◆ Prompt 1: In the synthesis extract, why is the invention further illustrated by examples? Answer in one to three sentences.

◆ Selected extract:

Compound 3-1 was reacted with aliphatic terminal-alkynyl alcohol via Sonogoshira cross-coupling to afford compound 3-2; 3-2 was catalytically hydrogenated to afford corresponding saturated alcohol (3-3); compound 3-3 was oxidized by DMP to afford corresponding aldehyde 3-4; followed by reacting with different types of amine reagents via reductive amination to afford compound 3-5; SEM protecting group of this compound was removed by trifluoroacetic acid to afford target product 3-6 after prep-HPLC purification.

General Route 4:

4-Amino-2-butoxy-7-iodo-5-((2-(trimethylsilyl)ethoxy)methyl)pyrrolo[3,2-d]pyrimidine-6-carbonitrile (4-1) was cross-coupled with terminal alkyne to afford 7-alkynyl substituted compound (4-2), and target product (4-4) was obtained after catalytic hydrogenation and SEM deprotection.

It will be appreciated by those skilled in the art that in order to prepare the compounds of the present invention, the order of the reaction steps in the reaction routes may be different, which is also within the scope of the present invention.

For the sake of clarity, the present invention is further illustrated by the examples. But the embodiments are not limited to the definition or designation of the scope of the invention.

◆ Prompt 2: Count the lines in the listing that contain the string "screen", where case counts. Give only the number.

◆ Data lines:
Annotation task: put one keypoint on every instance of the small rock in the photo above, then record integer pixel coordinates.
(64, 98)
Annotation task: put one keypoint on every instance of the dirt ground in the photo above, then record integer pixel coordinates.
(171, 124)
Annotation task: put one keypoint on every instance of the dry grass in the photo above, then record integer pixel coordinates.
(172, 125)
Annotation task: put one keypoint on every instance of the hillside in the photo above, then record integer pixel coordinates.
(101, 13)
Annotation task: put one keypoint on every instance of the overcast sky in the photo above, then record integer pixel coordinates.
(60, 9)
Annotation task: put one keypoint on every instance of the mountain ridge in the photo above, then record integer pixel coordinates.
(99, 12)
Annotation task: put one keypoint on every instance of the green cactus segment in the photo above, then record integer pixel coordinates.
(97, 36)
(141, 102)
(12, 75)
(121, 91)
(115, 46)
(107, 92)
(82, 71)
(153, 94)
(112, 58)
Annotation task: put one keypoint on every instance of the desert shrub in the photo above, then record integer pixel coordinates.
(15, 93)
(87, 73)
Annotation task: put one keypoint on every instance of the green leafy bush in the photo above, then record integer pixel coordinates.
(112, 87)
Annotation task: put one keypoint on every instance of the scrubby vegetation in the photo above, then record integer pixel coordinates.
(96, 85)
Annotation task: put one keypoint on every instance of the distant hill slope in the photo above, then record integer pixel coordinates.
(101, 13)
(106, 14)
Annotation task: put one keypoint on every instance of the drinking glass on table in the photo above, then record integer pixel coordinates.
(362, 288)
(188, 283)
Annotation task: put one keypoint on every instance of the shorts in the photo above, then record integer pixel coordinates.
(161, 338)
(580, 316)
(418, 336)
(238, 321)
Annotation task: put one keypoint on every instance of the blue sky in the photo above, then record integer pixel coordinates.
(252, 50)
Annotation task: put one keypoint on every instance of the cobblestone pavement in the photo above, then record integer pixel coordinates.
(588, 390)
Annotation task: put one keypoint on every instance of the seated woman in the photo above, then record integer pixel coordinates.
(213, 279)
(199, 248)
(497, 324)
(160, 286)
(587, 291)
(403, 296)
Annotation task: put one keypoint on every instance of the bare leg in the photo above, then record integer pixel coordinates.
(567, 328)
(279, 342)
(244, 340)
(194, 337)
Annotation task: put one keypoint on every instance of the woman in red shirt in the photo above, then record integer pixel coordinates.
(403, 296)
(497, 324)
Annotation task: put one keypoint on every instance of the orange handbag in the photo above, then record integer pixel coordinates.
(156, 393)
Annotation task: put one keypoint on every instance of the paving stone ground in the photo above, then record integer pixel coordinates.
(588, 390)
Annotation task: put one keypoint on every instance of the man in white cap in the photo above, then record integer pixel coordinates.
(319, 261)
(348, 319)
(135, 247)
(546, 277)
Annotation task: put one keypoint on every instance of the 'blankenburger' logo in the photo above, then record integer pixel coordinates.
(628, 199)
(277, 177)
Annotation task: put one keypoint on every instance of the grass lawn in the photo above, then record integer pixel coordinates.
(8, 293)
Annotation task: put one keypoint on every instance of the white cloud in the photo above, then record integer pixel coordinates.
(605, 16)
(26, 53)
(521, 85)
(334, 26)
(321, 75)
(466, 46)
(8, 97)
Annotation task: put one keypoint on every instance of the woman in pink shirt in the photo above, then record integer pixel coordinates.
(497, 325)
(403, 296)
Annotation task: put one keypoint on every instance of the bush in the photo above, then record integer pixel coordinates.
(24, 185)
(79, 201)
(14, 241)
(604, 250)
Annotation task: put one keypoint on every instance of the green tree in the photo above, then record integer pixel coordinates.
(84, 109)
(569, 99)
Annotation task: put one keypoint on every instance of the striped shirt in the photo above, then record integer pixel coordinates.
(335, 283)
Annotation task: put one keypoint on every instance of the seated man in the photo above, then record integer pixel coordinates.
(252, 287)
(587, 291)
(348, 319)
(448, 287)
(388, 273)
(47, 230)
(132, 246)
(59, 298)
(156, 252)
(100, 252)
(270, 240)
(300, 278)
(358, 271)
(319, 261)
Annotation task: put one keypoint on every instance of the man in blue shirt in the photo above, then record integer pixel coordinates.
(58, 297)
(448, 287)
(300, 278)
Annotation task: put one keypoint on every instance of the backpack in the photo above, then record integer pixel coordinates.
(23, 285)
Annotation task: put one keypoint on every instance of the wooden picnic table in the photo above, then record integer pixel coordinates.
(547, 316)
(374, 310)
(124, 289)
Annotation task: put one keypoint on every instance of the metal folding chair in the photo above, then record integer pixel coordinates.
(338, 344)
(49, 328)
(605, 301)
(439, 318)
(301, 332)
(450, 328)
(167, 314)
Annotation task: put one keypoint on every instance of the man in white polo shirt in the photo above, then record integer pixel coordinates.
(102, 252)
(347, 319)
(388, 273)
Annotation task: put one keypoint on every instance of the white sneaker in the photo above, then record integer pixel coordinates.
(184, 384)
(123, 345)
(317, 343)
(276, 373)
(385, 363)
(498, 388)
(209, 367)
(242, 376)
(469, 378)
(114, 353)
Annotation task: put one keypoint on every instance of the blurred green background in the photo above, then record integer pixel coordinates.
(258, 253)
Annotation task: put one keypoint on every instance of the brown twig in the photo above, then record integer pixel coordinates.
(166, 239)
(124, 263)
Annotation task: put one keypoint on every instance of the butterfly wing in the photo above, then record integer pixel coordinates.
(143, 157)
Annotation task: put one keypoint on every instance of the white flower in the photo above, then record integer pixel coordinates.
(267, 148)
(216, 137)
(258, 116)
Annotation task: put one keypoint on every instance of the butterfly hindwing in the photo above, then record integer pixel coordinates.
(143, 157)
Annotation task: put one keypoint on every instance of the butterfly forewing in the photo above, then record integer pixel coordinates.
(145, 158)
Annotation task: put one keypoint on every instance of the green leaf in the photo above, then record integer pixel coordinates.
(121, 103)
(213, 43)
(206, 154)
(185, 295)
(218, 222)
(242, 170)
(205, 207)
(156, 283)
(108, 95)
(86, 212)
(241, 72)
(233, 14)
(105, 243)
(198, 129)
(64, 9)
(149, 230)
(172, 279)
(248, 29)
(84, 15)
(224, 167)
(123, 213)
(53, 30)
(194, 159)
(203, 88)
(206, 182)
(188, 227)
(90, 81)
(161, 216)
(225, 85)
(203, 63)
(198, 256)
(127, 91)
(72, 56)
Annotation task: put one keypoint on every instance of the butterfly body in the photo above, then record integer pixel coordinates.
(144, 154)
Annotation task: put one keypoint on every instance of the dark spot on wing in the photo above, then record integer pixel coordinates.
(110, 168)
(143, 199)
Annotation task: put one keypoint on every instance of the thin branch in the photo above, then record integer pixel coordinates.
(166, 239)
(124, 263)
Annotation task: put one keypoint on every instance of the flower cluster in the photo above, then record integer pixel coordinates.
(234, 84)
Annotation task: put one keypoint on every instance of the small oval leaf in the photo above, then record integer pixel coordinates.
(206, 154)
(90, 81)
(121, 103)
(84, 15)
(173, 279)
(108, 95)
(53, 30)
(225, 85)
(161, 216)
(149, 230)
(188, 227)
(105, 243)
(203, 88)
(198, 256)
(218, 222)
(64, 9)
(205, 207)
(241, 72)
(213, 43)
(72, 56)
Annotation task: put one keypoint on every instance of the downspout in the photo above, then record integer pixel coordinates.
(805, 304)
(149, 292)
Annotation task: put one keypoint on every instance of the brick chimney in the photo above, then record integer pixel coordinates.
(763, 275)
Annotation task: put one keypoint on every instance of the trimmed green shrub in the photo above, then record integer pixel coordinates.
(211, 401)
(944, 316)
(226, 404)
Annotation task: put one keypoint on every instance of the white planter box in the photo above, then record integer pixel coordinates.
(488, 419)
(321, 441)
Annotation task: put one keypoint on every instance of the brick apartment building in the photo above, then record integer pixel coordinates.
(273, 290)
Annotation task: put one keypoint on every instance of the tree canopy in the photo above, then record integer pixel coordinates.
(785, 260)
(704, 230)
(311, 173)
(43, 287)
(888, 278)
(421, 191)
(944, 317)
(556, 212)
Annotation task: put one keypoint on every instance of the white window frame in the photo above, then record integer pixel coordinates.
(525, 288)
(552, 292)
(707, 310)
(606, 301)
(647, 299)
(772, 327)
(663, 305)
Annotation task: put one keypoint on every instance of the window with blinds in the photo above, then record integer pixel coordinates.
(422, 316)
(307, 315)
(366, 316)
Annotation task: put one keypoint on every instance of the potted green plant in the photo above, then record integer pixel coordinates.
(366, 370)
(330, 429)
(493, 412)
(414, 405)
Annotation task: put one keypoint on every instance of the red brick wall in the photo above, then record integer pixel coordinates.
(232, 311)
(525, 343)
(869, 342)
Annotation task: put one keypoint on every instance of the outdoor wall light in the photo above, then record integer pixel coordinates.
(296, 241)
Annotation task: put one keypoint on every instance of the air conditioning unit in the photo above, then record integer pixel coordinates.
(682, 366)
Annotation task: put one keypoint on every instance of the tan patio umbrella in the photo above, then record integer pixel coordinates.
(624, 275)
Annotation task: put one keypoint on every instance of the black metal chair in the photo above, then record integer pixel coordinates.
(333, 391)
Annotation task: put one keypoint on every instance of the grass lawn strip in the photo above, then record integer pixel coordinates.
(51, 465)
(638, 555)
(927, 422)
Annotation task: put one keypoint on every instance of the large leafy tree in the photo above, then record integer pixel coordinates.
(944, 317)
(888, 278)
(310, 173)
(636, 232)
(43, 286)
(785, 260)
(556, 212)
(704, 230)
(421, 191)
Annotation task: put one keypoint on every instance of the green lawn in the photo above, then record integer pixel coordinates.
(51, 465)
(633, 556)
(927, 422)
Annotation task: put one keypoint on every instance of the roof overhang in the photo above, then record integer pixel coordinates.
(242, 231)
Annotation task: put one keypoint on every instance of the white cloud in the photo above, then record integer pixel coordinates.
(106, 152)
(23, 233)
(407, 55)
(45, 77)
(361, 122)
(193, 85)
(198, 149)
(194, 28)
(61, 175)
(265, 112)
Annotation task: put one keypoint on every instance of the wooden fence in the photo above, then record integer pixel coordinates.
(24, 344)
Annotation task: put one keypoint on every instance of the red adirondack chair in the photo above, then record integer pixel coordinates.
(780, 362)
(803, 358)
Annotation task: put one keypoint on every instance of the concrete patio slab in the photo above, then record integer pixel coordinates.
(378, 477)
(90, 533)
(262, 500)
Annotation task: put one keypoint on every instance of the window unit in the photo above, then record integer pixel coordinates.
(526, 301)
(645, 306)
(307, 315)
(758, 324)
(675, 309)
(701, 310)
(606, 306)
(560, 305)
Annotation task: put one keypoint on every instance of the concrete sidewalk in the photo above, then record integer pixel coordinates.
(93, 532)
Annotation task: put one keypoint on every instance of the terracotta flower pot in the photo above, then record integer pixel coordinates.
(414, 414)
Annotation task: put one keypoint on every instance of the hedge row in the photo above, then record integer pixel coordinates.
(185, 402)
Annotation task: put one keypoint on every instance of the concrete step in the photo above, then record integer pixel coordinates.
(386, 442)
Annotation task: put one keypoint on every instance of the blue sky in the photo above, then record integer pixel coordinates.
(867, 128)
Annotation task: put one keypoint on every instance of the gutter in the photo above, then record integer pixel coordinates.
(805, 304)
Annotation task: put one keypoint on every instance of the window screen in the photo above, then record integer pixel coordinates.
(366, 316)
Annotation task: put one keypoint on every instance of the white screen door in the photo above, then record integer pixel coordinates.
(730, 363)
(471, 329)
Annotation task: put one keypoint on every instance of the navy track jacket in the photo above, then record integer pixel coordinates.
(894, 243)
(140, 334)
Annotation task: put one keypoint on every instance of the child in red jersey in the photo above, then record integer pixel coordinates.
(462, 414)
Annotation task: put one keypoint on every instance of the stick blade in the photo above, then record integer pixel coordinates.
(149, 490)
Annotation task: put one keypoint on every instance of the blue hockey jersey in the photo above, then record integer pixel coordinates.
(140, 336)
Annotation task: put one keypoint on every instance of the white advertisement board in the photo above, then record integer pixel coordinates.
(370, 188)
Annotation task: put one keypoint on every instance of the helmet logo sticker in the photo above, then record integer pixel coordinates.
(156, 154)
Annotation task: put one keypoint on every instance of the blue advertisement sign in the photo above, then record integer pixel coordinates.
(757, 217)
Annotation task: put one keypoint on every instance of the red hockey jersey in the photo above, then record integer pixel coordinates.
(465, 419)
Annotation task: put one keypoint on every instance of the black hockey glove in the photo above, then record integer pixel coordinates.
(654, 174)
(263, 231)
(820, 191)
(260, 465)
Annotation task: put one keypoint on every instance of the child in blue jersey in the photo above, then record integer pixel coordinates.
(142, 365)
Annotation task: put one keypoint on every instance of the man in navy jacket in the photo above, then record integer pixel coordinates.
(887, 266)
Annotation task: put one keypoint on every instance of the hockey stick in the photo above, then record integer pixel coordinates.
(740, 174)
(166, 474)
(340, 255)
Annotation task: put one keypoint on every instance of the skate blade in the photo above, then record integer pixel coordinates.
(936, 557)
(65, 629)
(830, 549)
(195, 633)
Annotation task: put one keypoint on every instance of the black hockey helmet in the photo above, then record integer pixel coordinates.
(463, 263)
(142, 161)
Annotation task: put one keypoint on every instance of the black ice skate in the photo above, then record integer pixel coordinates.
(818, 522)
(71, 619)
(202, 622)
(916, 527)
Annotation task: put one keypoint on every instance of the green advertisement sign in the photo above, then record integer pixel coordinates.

◆ Complete response 1: The invention is further illustrated by examples for the sake of clarity.

◆ Complete response 2: 2